> Task directions
Extend the blog post below about healing from FAI hip pain, picking up right after its last sentence.

> Exercise text
● ● ● ●
I started this blog because I love to read, research and write. I'm obsessive actually and so as my frustrations grew while I tried to find the answer to my pain I found posting to be a great outlet. Now, I'm so thankful to have this documented journey of healing.
Times are hard in so many ways this Holiday season. Being a realtor I see the fears and discouragement first hand. For those who are suffering pain in the midst of all we are hit with I just want to lift you up and encourage you today.
I know how painful and terrifying the diagnosis for FAI is not to mention the physical pain. There were days when I could not walk from my couch to the kitchen. It's been 7 months now since being diagnosed and I am so much better. My thoughts are no longer consumed with worry and doubt that I will recover. I know now worry and fear settle right into my hips. I know now that when I become stressed or overwhelmed with other things my hip pain returns with a fury.
● ● ● ●
> Information provided
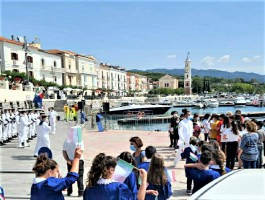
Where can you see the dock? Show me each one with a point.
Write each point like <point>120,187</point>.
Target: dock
<point>165,119</point>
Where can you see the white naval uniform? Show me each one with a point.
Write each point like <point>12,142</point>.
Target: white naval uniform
<point>52,119</point>
<point>1,129</point>
<point>43,138</point>
<point>185,131</point>
<point>9,126</point>
<point>5,126</point>
<point>23,130</point>
<point>14,124</point>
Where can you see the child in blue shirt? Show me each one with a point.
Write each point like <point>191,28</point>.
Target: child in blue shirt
<point>47,184</point>
<point>101,186</point>
<point>132,180</point>
<point>149,152</point>
<point>2,194</point>
<point>157,180</point>
<point>205,176</point>
<point>188,153</point>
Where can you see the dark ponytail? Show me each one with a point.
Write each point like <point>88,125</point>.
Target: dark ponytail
<point>43,164</point>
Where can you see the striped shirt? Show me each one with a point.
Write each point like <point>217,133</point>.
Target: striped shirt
<point>249,145</point>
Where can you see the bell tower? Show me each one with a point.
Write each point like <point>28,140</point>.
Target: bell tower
<point>187,76</point>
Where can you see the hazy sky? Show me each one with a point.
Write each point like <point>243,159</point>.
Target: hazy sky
<point>225,35</point>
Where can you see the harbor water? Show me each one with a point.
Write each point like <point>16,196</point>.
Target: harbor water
<point>111,122</point>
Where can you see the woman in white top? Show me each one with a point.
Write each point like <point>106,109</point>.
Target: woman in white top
<point>226,125</point>
<point>232,136</point>
<point>205,126</point>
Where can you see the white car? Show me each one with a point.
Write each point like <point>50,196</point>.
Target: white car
<point>245,184</point>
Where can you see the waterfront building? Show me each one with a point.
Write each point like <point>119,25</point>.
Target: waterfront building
<point>168,81</point>
<point>187,76</point>
<point>41,64</point>
<point>141,84</point>
<point>112,79</point>
<point>130,77</point>
<point>70,75</point>
<point>87,71</point>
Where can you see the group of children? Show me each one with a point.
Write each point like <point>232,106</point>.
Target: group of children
<point>148,180</point>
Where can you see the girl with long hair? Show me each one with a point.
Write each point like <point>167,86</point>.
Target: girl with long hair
<point>233,137</point>
<point>100,184</point>
<point>157,179</point>
<point>132,179</point>
<point>48,184</point>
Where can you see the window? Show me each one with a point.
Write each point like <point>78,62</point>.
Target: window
<point>14,56</point>
<point>30,59</point>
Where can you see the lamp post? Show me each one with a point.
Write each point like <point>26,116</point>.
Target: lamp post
● ● ● ●
> Output below
Some days I still hurt, but I have learned not to worry about tomorrow. So, I encourage everyone to look for hope and trust in the power of healing and look forward to getting better. I have now learned to be thankful for this. I can honestly say it has been one of the most powerful things that has ever happened to me because it has taught me that I cannot fix everything myself. It has deepened my trust in prayer and taught me to walk by faith, because literally that was the only way I was gonna walk anyway, lol.
Now, I hope the medical community will continue to research and provide more experience and answers to this condition and the insurance companies will stop blowing off people who are truly in terrible pain.
Good luck to everyone in your search for healing. My prayers are with you.